* Materials provided
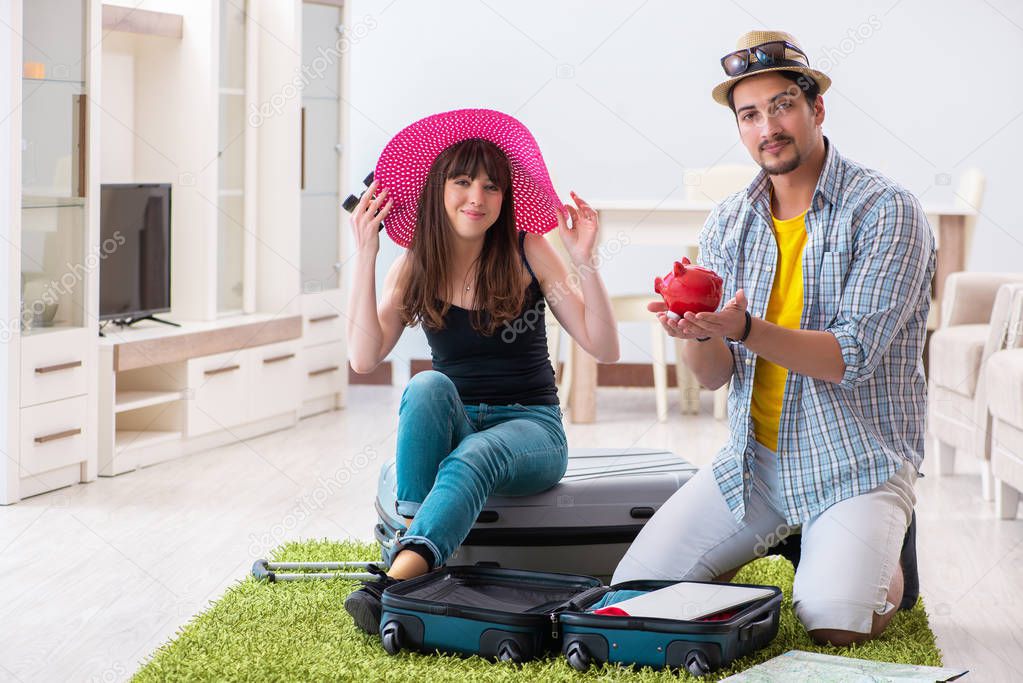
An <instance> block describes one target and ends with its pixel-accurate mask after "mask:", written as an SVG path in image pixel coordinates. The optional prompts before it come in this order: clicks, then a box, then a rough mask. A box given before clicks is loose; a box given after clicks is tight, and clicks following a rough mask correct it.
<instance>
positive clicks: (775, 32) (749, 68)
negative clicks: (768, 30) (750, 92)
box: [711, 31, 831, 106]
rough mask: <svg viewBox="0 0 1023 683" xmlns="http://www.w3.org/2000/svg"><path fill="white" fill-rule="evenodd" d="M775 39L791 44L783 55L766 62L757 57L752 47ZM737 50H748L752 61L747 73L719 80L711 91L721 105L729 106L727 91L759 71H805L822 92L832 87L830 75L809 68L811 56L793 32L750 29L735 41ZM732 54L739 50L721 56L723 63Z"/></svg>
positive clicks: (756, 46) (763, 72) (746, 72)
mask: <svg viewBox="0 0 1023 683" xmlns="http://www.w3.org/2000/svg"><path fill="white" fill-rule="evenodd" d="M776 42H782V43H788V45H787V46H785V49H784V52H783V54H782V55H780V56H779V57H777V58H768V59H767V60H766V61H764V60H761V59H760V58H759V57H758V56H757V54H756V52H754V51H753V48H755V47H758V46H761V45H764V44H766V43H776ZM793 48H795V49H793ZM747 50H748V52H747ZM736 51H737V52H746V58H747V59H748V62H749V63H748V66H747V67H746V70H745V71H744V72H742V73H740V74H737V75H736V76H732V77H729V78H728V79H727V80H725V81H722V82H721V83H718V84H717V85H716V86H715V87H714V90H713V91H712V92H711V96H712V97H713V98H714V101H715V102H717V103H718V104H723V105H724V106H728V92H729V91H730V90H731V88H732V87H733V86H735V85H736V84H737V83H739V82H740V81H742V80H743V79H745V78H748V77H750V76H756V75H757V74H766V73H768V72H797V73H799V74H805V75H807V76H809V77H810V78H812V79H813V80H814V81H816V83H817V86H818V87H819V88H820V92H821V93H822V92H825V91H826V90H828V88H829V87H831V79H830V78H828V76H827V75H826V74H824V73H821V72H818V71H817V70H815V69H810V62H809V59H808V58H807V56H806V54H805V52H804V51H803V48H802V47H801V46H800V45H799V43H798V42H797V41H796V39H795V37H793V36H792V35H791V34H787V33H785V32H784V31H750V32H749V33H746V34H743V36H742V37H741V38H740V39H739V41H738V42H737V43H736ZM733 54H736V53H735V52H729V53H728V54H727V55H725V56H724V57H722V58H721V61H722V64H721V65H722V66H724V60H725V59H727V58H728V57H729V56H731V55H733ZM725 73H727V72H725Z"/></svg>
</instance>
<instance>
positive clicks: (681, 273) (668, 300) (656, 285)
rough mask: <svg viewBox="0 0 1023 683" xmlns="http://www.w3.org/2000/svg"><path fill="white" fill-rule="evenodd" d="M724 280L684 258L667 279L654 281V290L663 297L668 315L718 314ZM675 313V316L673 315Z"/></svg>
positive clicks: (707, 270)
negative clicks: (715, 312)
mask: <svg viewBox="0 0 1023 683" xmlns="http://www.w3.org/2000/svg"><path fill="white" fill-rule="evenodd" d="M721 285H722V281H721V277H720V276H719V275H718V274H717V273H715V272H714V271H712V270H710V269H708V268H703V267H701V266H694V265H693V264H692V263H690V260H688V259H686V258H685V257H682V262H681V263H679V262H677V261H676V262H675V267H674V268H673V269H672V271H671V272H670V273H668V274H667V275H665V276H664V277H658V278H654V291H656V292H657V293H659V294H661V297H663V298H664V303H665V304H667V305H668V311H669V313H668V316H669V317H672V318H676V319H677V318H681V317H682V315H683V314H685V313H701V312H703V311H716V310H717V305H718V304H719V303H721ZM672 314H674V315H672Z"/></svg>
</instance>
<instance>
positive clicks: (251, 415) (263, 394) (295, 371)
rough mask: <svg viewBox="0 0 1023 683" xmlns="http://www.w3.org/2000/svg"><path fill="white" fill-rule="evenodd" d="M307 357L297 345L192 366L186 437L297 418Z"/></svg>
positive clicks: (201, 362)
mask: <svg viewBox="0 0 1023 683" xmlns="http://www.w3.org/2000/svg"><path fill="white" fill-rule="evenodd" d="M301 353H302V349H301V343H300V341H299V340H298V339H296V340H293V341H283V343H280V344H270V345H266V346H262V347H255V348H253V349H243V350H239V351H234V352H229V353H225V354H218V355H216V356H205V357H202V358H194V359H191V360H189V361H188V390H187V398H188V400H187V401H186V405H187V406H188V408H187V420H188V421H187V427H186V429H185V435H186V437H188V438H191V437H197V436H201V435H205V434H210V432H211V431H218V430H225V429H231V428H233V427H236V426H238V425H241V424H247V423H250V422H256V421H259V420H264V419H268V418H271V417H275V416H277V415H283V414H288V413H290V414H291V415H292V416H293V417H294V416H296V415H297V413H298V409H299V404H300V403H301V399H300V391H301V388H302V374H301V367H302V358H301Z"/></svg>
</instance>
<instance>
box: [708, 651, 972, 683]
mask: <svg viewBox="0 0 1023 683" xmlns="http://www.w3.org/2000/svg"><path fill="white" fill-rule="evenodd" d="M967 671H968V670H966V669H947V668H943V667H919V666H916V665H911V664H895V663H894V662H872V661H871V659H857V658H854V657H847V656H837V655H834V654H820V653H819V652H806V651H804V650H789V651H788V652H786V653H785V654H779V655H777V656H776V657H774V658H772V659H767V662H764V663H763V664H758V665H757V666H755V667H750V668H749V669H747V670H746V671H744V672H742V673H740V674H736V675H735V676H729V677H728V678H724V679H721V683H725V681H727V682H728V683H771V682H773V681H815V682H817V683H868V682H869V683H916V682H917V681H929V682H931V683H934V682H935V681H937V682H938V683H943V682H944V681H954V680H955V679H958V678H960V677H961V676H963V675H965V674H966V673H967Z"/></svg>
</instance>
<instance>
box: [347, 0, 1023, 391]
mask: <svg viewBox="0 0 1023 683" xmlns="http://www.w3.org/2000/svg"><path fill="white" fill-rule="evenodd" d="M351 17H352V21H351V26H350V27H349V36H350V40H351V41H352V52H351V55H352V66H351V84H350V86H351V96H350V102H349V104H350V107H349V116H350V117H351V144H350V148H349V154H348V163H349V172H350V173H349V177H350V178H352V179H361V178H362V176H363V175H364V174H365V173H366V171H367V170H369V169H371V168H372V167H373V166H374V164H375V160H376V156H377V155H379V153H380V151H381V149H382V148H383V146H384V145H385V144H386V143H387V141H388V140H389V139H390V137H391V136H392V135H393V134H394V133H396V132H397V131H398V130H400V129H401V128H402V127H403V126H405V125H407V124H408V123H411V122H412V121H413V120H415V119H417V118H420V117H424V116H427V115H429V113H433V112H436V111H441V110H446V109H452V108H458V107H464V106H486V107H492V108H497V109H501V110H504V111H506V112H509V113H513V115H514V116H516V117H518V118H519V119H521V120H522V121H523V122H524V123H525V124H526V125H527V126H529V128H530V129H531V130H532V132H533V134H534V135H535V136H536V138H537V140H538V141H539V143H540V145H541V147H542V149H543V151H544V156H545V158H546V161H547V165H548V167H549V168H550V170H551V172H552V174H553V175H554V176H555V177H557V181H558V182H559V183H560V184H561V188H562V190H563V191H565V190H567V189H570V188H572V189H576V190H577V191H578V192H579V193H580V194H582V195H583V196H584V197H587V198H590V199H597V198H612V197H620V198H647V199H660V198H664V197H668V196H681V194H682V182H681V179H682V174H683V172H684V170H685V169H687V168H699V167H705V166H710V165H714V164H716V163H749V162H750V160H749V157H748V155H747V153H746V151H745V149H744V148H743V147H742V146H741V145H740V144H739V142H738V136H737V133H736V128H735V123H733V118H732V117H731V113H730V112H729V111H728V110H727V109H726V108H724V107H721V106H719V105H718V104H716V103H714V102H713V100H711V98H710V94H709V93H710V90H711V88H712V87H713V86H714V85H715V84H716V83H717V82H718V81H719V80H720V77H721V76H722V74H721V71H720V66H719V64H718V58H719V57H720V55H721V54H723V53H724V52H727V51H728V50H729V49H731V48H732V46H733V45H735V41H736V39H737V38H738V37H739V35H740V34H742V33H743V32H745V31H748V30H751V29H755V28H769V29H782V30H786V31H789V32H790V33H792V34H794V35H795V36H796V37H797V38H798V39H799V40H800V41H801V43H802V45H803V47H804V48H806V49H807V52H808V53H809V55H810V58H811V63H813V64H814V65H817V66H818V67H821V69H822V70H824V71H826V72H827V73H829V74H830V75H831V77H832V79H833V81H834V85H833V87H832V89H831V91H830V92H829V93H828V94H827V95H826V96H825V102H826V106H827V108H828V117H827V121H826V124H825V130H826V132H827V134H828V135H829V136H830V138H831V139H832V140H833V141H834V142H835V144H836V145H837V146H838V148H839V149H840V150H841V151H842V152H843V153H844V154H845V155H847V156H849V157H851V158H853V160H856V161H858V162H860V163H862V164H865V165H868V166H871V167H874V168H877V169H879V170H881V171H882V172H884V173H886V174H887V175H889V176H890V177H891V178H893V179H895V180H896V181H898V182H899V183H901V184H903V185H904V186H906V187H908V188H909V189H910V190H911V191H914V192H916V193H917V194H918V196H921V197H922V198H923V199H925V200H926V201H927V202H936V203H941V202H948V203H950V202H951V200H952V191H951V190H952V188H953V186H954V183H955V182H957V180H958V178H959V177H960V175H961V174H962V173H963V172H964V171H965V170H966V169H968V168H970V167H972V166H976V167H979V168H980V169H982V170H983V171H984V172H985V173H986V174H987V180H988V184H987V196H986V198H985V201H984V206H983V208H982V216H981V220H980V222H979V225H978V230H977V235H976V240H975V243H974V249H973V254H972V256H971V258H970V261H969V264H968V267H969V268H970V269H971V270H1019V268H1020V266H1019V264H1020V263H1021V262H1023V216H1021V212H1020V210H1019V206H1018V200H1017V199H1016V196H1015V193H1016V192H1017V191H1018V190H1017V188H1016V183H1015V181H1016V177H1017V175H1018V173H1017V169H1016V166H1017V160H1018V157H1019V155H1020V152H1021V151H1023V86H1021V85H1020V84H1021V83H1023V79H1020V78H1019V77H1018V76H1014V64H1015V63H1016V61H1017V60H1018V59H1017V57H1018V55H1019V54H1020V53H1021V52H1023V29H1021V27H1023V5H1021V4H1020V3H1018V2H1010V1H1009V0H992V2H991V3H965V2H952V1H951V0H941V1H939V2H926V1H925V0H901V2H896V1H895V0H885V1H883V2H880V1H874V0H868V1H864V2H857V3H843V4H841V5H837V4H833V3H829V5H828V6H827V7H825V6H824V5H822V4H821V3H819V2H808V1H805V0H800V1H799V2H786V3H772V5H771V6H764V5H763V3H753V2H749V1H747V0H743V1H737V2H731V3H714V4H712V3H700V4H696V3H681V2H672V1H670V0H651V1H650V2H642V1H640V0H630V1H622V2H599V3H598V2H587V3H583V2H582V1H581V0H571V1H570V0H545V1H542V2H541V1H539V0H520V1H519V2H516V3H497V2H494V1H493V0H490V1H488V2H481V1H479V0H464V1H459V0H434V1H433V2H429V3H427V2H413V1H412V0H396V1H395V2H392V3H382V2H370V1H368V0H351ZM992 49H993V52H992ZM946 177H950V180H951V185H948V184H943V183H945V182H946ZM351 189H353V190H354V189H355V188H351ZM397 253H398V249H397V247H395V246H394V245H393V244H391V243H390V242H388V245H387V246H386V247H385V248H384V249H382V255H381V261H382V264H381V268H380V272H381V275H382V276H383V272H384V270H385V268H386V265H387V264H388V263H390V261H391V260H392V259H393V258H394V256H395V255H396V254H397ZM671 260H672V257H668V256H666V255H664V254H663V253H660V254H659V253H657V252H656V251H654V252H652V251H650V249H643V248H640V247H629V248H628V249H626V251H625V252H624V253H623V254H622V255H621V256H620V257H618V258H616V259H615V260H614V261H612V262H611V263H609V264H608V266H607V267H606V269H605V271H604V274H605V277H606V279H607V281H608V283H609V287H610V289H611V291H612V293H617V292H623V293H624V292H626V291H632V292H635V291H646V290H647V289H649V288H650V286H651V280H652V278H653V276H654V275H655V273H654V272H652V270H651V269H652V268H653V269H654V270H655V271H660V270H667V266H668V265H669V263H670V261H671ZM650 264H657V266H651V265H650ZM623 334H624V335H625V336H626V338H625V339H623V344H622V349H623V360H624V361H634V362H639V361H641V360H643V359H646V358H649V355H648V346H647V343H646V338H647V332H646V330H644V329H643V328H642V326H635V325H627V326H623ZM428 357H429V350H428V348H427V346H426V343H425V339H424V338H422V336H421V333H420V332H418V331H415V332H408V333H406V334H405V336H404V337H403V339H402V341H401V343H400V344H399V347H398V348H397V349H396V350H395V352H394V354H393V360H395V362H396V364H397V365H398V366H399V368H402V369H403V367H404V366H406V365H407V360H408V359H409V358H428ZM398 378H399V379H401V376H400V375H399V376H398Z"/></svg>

* Your task
Could you retype the entries, starting at the line that contains "39L791 44L783 55L766" and ending at the line that contains "positive clicks: (707, 270)", with both of those lines included and every character unchanged?

* Response area
rough mask: <svg viewBox="0 0 1023 683" xmlns="http://www.w3.org/2000/svg"><path fill="white" fill-rule="evenodd" d="M775 39L791 44L783 55L766 62L757 57L752 47ZM737 50H748L752 61L747 73L719 80L711 91L721 105L729 106L727 91L759 71H805L822 92L832 87L830 75L809 68L811 56L793 32L750 29L735 41ZM732 54L739 50L721 56L723 63Z"/></svg>
positive clicks: (756, 46) (763, 72) (746, 72)
mask: <svg viewBox="0 0 1023 683" xmlns="http://www.w3.org/2000/svg"><path fill="white" fill-rule="evenodd" d="M776 42H782V43H788V45H787V46H785V49H784V52H783V54H782V55H780V56H779V57H777V58H768V59H767V60H766V61H764V60H761V59H760V58H759V57H758V56H757V54H756V52H754V51H753V48H755V47H758V46H761V45H764V44H766V43H776ZM793 48H795V49H793ZM747 50H748V52H747ZM736 51H737V52H746V58H747V59H748V62H749V63H748V66H747V67H746V70H745V71H744V72H742V73H740V74H737V75H736V76H732V77H729V78H728V79H727V80H725V81H722V82H721V83H718V84H717V85H716V86H715V87H714V90H713V91H712V92H711V96H712V97H713V98H714V101H715V102H717V103H718V104H723V105H724V106H728V92H729V91H730V90H731V88H732V87H733V86H735V85H736V84H737V83H739V82H740V81H742V80H743V79H745V78H748V77H750V76H756V75H757V74H766V73H768V72H797V73H799V74H805V75H807V76H809V77H810V78H812V79H813V80H814V81H816V83H817V86H818V87H819V88H820V92H821V93H822V92H825V91H826V90H828V88H829V87H831V79H830V78H828V76H827V75H826V74H824V73H821V72H818V71H817V70H815V69H810V62H809V59H808V58H807V56H806V54H805V52H804V51H803V48H802V47H801V46H800V45H799V43H798V42H797V41H796V39H795V37H793V36H792V35H791V34H787V33H785V32H784V31H750V32H749V33H746V34H743V36H742V37H741V38H740V39H739V41H738V42H737V43H736ZM733 54H736V53H735V52H729V53H728V54H727V55H725V56H724V57H722V58H721V61H722V64H721V65H722V66H724V60H725V59H727V58H728V57H729V56H731V55H733ZM725 73H727V72H725Z"/></svg>
</instance>
<instance>
positive clicks: (681, 273) (668, 300) (656, 285)
rough mask: <svg viewBox="0 0 1023 683" xmlns="http://www.w3.org/2000/svg"><path fill="white" fill-rule="evenodd" d="M724 280L684 258L667 279L654 281V290L663 297L668 315L718 314ZM675 313V316L673 315Z"/></svg>
positive clicks: (707, 270)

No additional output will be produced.